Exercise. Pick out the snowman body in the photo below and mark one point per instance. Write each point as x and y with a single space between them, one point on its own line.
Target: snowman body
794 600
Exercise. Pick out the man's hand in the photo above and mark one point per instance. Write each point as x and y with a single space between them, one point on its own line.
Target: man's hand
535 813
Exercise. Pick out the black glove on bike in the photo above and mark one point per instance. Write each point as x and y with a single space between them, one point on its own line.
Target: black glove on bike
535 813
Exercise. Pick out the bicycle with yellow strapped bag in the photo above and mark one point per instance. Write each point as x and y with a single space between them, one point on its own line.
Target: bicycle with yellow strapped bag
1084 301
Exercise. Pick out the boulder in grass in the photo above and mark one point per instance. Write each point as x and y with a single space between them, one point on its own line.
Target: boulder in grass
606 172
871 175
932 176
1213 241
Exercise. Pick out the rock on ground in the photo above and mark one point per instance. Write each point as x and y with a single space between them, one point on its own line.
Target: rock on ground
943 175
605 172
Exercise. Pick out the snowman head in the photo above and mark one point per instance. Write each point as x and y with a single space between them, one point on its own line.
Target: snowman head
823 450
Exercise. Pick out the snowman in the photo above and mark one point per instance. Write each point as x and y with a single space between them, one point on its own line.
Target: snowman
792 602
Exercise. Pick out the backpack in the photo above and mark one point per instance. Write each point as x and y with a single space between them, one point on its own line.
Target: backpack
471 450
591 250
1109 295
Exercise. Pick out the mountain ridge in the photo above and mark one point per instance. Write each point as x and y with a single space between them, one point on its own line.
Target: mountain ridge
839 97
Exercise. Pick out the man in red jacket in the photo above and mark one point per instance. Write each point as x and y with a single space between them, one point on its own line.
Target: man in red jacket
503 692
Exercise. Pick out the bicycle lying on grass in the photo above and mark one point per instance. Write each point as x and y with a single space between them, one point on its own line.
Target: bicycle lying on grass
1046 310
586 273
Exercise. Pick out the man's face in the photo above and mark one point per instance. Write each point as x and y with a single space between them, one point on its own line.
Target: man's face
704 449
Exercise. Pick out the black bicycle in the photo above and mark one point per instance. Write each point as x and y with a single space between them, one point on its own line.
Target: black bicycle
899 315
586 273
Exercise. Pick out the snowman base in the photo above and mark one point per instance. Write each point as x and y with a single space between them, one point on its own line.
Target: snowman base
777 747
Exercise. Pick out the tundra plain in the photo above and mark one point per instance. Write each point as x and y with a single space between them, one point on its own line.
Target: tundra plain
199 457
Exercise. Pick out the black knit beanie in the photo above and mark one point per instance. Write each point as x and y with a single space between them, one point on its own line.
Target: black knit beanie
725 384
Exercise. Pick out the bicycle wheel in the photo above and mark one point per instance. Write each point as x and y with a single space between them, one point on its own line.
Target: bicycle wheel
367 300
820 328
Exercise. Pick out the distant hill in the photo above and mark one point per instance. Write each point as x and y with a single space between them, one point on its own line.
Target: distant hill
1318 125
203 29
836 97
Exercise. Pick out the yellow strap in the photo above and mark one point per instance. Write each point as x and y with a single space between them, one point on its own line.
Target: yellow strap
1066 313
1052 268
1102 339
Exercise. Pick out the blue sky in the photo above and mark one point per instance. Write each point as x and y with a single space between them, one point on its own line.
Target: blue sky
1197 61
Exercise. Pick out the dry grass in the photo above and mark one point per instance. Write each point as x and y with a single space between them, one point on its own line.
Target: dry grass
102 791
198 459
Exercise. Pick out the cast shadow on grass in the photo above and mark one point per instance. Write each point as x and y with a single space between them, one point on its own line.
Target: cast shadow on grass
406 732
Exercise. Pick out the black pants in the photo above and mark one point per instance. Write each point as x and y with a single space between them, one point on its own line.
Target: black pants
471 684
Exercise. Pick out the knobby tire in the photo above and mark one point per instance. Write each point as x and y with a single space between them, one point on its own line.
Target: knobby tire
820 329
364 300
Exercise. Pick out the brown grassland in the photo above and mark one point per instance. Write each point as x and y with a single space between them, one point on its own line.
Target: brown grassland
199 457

__________________________________________________

PROBLEM TO WORK ON >> Please return the data above exactly as given.

CORRECT RESPONSE >>
Exercise. Pick out the snowman body in the photo below and mark one point per instance. Write each point as x and y with a single space between them, one point on its own line.
Target: snowman body
794 600
Exercise. Pick out the man's hand in the photo above and mark one point per instance. Write each point as x and y with a single space between them, one point on its own line.
Target: man's hand
535 813
Exercise. Pick out the black glove on bike in the photo above and mark one point per instance. Write each point as x and y with a single space between them, one point on its own line.
Target: black glove on bike
535 813
Exercise. Pick out the bicycle with yellow strapped bag in the photo above and mark one point per instance. Write each point as x and y with a single space between them, one point on its own line.
Target: bicycle with yellow strapped bag
1084 301
Exercise. Pick out the boulder in grass in the photo above and mark one point per instance. Write each point as x and y with a single space between them, one point on its own line.
Target: boulder in grass
606 172
871 175
932 176
1213 241
Exercise. Pick out the rock on ground in the photo above and mark one point per instance. Write each point as x and y with a single space between them, one point on its own line.
Target: rock on ground
943 175
605 172
Exercise. Pick out the snowman head in the photo above and mark one point per instance. Write each point as x and y with a single space between them, one point on its own line.
Target: snowman head
823 450
Exercise. Pick out the snowman in the photo above and mark one point per instance. Write each point as x and y with a single space between them, one point on its own line.
Target: snowman
792 602
Exercise. Pick out the backpack in the photo above and mark one point per instance. Write each point as x and y with a single space between them, one point on its own line.
Target: backpack
471 450
591 250
1109 295
Exercise. Pick out the mountain ridge in the photo above and mark one point per instance. Write each point as x and y with a single space between them, one point on its own line.
Target: mountain ridge
839 97
Exercise. Pick out the man in red jacket in the photo above and mark one point per instance. Write each point as x and y with a single space between them, one point on its own line.
Target: man in red jacket
503 692
Exercise. Pick out the bicycle lying on grass in the photo above and mark one point per instance. Write each point as x and y with a single space between them, one point on its own line.
Target: bicycle lying on grass
1046 310
586 273
Exercise. Pick out the man's face in the photo above and mark one point per instance. Write each point as x and y with a single space between them, one point on its own line.
Target: man's face
704 449
Exercise. Pick out the black bicycle in the photo above and mark one point per instance. Write each point as x and y with a single space between them, one point on its own line.
Target: black bicycle
899 315
586 273
Exercise. Pick out the snowman base in the photo above and mark one point per instance. Write each point as x and y with a single space between them, one point on its own line.
Target: snowman base
777 747
Exercise. Pick out the tundra plain in the photo above and mark one point per instance. Write each point as x and y with a single space between them, one point on its own line.
Target: tundra plain
199 457
Exercise. Pick out the black knit beanie in the photo above and mark one point per instance. Write each point as x and y with a single space between them, one point on its own line.
Target: black knit beanie
725 384
Exercise. Pick out the bicycle wheel in the photo above and mark one point per instance. Write each point as x and y with a single space between them, one point on its own line.
Target: bicycle wheel
367 300
820 328
Exercise. Pick out the distant hill in the photo above and mark one point per instance. Write each point as x and y with a single space between them, one point on its own line.
Target: distant hill
1318 125
203 29
836 97
Exercise. Pick out the yellow strap in the photo above and mark one point per instance. Write each point as x and y with a single space between them, one point on its own line.
Target: yellow strap
1066 313
1052 268
1102 339
Exercise. Pick out the blue sky in the photo above and mark one point per instance. Write each point as x and y with a single space between them, one point on its own line.
Target: blue sky
1197 61
Exercise. Pick out the dry grass in the photo above and mark one point per instance. Write each point as x and y with a single space between them, one point on its own line.
Target: dry grass
102 791
198 459
Exercise. Pick out the cast shadow on grass in the photo above and mark one point per instance. Write each point as x and y with a single space between them, one point on its own line.
Target: cast shadow on grass
406 732
Exercise. Pick out the black pants in the photo above and mark one point per instance. Write each point as x and y with a single space between them, one point on its own line.
Target: black pants
471 684
Exercise. Pick out the knobby tire in the photo above and mark one point per instance. Write each point as x and y with a single space between them, one point on its own line.
Target: knobby tire
820 329
364 300
Exercise. Pick out the brown grassland in the photo above and mark one point per instance. Write each point as x and y with a single space between them, one point on its own line.
Target: brown grassland
199 457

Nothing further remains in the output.